WORK INSTRUCTIONS: Recast the records as a numbered list, from the first line through the line containing "M 107 139 L", and leave out any blank lines.

INPUT RECORDS:
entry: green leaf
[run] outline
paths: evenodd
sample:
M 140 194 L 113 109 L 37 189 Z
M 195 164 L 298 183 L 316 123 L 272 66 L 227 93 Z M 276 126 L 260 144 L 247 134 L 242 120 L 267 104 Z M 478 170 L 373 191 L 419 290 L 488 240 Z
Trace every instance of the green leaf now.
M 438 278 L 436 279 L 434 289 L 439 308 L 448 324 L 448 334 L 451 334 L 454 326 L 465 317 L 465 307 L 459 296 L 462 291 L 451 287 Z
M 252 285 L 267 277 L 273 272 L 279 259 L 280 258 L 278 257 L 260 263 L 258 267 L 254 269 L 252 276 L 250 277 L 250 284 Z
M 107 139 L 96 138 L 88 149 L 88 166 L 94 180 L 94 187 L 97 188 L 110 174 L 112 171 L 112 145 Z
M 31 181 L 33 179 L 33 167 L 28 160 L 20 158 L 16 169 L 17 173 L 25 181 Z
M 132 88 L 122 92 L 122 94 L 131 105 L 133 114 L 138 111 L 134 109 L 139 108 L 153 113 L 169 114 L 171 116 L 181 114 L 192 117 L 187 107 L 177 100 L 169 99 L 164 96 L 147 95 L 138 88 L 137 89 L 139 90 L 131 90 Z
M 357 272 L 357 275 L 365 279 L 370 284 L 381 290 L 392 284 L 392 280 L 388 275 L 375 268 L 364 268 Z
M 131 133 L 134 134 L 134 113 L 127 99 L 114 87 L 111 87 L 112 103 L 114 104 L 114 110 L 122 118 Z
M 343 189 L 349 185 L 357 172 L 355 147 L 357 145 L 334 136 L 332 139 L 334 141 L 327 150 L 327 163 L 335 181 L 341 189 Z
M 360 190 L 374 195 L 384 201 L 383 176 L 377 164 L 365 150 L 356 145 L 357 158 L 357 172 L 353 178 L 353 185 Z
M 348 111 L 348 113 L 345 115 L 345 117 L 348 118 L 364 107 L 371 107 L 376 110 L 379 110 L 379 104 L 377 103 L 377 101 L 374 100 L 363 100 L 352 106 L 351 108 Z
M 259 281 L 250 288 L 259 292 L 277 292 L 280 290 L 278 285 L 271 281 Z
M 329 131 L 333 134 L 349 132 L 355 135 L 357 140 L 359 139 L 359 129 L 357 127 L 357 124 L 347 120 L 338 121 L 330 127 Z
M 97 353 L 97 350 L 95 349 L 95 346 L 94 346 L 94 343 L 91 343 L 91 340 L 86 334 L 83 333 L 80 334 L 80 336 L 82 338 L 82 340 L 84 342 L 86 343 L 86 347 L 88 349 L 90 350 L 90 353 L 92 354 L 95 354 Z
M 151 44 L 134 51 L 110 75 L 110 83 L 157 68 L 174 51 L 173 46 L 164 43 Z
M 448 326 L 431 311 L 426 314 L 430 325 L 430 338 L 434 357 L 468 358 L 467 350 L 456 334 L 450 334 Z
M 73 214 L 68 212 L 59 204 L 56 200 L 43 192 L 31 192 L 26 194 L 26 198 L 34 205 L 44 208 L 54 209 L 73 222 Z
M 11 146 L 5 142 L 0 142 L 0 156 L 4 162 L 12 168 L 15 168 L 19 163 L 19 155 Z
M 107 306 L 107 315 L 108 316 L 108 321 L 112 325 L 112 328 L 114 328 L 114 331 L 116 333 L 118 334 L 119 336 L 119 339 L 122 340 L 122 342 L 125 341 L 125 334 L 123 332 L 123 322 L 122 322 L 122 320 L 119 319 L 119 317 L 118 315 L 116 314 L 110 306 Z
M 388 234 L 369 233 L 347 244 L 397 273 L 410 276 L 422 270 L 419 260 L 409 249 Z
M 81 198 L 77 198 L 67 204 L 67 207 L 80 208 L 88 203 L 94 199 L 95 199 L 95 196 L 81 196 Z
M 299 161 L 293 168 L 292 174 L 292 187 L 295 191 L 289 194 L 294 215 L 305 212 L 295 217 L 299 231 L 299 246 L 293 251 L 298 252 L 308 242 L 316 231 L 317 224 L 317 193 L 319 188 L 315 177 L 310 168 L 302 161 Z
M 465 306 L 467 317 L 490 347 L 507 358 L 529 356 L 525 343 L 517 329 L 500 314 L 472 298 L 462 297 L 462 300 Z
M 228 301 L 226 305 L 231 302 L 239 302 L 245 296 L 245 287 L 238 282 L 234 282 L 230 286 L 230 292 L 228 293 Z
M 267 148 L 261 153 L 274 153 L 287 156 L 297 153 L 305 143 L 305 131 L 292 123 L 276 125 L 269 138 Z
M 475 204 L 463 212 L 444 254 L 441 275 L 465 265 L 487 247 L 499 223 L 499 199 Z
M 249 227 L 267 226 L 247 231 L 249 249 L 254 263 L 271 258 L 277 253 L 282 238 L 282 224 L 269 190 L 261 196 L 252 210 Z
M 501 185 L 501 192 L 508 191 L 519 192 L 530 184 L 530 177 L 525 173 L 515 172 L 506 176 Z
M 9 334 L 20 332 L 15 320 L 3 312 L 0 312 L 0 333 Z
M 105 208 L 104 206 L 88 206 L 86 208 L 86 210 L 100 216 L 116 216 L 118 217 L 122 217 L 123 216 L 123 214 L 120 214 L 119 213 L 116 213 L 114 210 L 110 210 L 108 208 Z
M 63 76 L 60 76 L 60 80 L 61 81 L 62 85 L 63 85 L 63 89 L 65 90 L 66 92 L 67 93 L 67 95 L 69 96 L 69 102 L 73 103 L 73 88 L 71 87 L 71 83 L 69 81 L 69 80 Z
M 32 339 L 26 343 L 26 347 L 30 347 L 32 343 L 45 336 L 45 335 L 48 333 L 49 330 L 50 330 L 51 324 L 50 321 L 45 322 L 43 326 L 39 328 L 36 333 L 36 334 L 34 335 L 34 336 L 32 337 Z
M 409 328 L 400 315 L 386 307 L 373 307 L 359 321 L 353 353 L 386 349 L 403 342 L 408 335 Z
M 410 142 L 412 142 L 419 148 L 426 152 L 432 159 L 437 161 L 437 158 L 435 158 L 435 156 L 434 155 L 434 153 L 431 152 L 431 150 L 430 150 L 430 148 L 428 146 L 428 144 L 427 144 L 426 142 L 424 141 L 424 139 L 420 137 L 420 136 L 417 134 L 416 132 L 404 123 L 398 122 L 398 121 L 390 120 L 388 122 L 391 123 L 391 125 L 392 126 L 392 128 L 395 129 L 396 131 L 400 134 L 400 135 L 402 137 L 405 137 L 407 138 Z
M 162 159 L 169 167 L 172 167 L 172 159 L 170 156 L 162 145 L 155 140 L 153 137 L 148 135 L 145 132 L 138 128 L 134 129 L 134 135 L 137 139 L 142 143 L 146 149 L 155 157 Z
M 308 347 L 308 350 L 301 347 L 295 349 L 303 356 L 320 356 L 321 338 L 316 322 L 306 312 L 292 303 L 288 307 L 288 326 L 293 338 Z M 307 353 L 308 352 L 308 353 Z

ANSWER:
1. entry: green leaf
2. [run] outline
3. paths: evenodd
4. sample:
5. M 140 194 L 113 109 L 37 189 Z
6. M 195 164 L 298 183 L 316 123 L 272 66 L 227 93 Z M 276 126 L 260 144 L 247 134 L 242 120 L 267 104 Z M 478 170 L 373 191 L 419 290 L 488 240 Z
7. Trace every instance of the green leaf now.
8. M 438 278 L 436 279 L 434 289 L 439 308 L 448 324 L 448 334 L 451 334 L 454 326 L 465 317 L 465 307 L 459 296 L 462 291 L 451 287 Z
9. M 252 285 L 267 277 L 273 272 L 279 259 L 280 258 L 278 257 L 260 263 L 258 267 L 254 269 L 252 276 L 250 277 L 250 284 Z
10. M 107 139 L 96 138 L 88 149 L 88 166 L 94 180 L 94 187 L 97 188 L 110 174 L 112 171 L 112 145 Z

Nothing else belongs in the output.